(Spatial localization data)

/---

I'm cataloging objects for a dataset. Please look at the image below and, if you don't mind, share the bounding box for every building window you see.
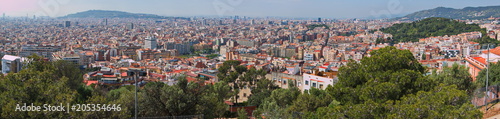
[312,83,317,88]
[320,84,324,89]
[243,93,247,97]
[283,80,287,85]
[305,80,309,85]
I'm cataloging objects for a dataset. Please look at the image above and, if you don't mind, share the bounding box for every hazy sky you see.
[1,0,500,19]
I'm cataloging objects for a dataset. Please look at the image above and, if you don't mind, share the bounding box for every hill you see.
[379,17,485,43]
[400,5,500,20]
[59,10,183,19]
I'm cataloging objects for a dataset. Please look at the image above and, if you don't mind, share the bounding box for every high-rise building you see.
[104,19,108,25]
[318,18,322,22]
[144,36,157,49]
[3,13,5,19]
[1,55,24,74]
[127,23,134,30]
[64,21,71,27]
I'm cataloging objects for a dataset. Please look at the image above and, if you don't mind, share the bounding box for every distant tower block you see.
[3,13,5,19]
[144,36,157,49]
[127,23,134,30]
[64,21,71,27]
[104,19,108,25]
[318,17,322,22]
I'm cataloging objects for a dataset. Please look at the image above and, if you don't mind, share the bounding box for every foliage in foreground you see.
[0,47,484,118]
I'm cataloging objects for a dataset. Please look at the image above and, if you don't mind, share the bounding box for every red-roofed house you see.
[466,47,500,81]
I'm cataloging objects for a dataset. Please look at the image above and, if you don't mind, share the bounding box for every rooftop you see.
[2,55,21,61]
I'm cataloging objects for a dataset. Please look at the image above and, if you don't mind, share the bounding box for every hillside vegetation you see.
[401,6,500,20]
[380,17,487,43]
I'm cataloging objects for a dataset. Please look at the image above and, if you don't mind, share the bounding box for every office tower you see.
[127,23,134,30]
[3,13,5,19]
[144,36,157,49]
[104,19,108,25]
[64,21,71,27]
[318,17,322,22]
[1,55,23,74]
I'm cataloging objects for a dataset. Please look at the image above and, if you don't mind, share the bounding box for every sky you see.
[1,0,500,19]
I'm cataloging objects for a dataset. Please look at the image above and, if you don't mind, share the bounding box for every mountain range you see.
[400,5,500,20]
[61,5,500,20]
[59,10,185,19]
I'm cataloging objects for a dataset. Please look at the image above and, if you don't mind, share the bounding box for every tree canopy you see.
[305,46,480,118]
[0,55,81,118]
[380,17,486,43]
[476,62,500,88]
[430,63,476,95]
[0,48,484,118]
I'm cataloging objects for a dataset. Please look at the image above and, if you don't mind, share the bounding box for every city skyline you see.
[1,0,500,19]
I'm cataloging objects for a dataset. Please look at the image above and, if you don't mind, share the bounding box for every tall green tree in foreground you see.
[0,55,80,118]
[476,62,500,88]
[305,46,481,118]
[139,77,232,118]
[331,46,430,105]
[430,63,475,95]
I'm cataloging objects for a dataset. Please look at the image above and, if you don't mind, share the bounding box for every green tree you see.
[380,17,486,43]
[52,60,84,89]
[476,62,500,88]
[81,86,135,118]
[0,55,78,118]
[430,63,475,95]
[140,79,200,116]
[198,81,233,118]
[237,108,248,119]
[308,46,482,118]
[247,78,279,107]
[255,98,291,119]
[217,60,242,83]
[388,84,482,118]
[288,88,332,113]
[330,46,430,105]
[138,76,234,118]
[206,54,219,59]
[269,87,300,108]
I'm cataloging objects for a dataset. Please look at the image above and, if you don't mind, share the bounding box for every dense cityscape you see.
[3,2,500,118]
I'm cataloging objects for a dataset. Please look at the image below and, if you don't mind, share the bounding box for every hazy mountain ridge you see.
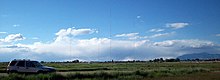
[177,52,220,60]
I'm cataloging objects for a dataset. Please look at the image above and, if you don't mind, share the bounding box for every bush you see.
[134,70,149,77]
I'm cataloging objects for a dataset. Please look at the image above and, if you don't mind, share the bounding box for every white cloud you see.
[115,33,139,37]
[0,37,219,61]
[0,32,7,34]
[136,16,141,19]
[150,32,175,38]
[0,39,4,42]
[153,39,215,48]
[121,57,136,61]
[13,24,20,27]
[115,32,174,40]
[166,23,189,29]
[115,33,140,40]
[149,28,165,32]
[1,33,25,42]
[0,27,219,61]
[56,27,96,37]
[136,15,145,23]
[216,34,220,37]
[55,27,97,42]
[154,40,174,47]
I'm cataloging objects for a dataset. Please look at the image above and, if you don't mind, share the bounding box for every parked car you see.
[6,59,56,74]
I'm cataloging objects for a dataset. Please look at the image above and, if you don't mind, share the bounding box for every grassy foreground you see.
[0,62,220,80]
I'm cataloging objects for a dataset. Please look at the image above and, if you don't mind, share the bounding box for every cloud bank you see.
[0,27,219,62]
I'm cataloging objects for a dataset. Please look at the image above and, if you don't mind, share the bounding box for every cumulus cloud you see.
[0,33,25,42]
[0,39,4,43]
[149,28,165,32]
[56,27,96,37]
[55,27,97,42]
[0,27,219,61]
[166,23,189,29]
[0,37,148,61]
[1,38,219,61]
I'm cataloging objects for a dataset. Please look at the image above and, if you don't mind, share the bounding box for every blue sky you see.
[0,0,220,61]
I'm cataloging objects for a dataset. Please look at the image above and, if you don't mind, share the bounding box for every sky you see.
[0,0,220,62]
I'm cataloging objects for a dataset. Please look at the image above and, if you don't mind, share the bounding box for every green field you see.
[0,62,220,80]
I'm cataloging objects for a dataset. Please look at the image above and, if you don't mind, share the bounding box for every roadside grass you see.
[0,67,210,80]
[0,62,219,80]
[0,62,7,73]
[42,62,219,72]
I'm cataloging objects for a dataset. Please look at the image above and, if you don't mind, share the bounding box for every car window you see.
[9,61,17,66]
[26,61,36,67]
[32,61,42,67]
[16,61,25,67]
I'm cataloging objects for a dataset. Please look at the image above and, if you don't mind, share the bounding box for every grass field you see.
[0,62,220,80]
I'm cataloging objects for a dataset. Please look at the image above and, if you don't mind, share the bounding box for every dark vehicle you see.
[6,59,56,74]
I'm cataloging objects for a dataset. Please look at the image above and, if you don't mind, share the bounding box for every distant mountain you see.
[177,52,220,60]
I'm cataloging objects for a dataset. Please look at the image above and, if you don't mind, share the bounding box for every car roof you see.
[12,59,36,61]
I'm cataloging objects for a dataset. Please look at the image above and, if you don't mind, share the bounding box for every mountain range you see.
[177,52,220,60]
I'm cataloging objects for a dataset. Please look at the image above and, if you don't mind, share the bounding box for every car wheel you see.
[9,70,17,74]
[37,70,43,74]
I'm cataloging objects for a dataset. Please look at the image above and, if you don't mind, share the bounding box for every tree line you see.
[39,58,220,63]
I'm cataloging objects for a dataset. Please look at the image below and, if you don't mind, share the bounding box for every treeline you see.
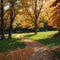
[0,0,60,40]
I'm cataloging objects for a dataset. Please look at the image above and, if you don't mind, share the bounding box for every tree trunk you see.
[8,3,15,39]
[35,19,37,35]
[1,0,5,40]
[8,10,13,39]
[35,27,37,34]
[8,21,12,39]
[57,27,60,34]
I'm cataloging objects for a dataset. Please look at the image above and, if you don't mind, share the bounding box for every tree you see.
[50,0,60,7]
[19,11,48,30]
[20,0,46,34]
[8,0,31,39]
[48,0,60,32]
[0,0,5,39]
[8,0,18,39]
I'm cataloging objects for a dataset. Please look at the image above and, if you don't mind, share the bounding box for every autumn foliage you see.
[48,0,60,31]
[0,0,60,39]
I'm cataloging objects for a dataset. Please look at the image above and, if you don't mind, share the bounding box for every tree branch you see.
[25,8,33,20]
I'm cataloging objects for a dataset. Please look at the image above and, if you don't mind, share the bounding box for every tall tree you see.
[21,0,46,34]
[8,0,16,39]
[0,0,5,39]
[8,0,32,38]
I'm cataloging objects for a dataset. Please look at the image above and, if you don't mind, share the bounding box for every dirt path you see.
[0,37,54,60]
[21,38,54,60]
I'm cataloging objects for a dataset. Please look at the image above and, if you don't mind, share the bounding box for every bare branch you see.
[25,8,33,20]
[37,4,43,18]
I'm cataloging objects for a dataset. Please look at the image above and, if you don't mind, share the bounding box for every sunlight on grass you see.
[20,31,60,48]
[21,31,58,40]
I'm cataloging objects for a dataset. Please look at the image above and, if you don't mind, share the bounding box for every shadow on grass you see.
[24,34,35,38]
[0,38,26,53]
[36,38,60,48]
[52,32,60,38]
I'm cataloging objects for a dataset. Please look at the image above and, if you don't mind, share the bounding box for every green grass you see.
[38,38,60,48]
[20,31,60,48]
[0,38,26,52]
[20,31,58,40]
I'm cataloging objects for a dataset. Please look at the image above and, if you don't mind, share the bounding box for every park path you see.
[20,38,54,60]
[0,36,55,60]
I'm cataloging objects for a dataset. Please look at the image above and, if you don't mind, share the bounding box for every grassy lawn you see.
[20,31,58,40]
[20,31,60,48]
[0,38,26,52]
[0,31,59,52]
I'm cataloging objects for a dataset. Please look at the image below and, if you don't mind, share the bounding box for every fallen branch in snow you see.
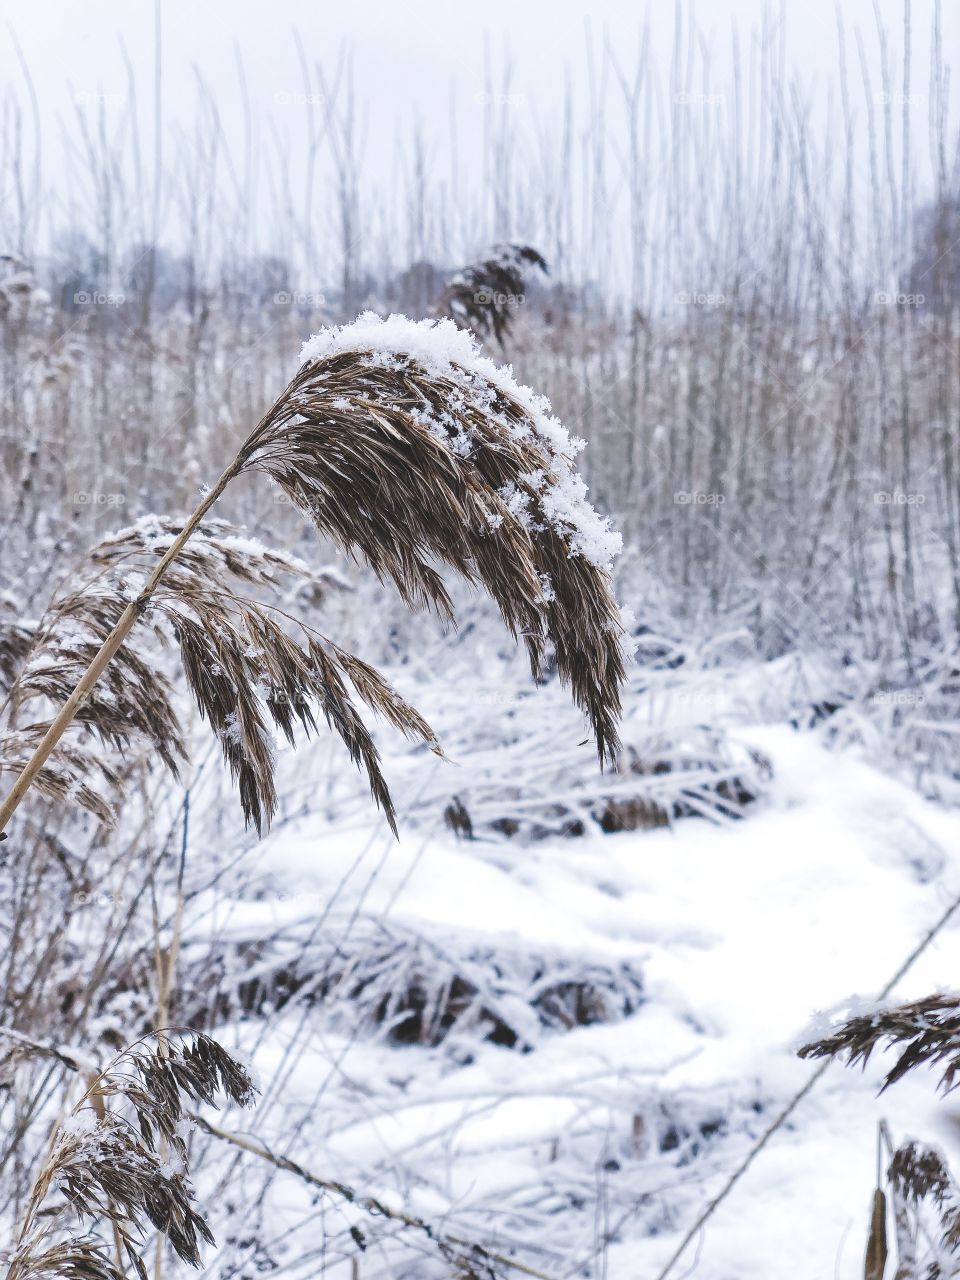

\---

- [Your assignment] Each line from the one containing "park path you see." down to the final line of the records above must be reproduced exactly; no pictures go into the copy.

- [Solution to this problem]
I'm cataloging objects for a dataset. Please look at the image above and, if you don't mind, share the bounding box for every park path you see.
[20,38,54,60]
[0,36,55,60]
I'm cataloging objects for a dataset. Please look at the image above and, if you don't mind, share the bounding box for every grassy lawn you see.
[20,31,58,40]
[20,31,60,48]
[0,38,26,52]
[0,31,59,52]
I'm cataloging objects for a dataset. Please look at the image below and, if you don't mind, share the bounding box for every fallen branch in snow you see.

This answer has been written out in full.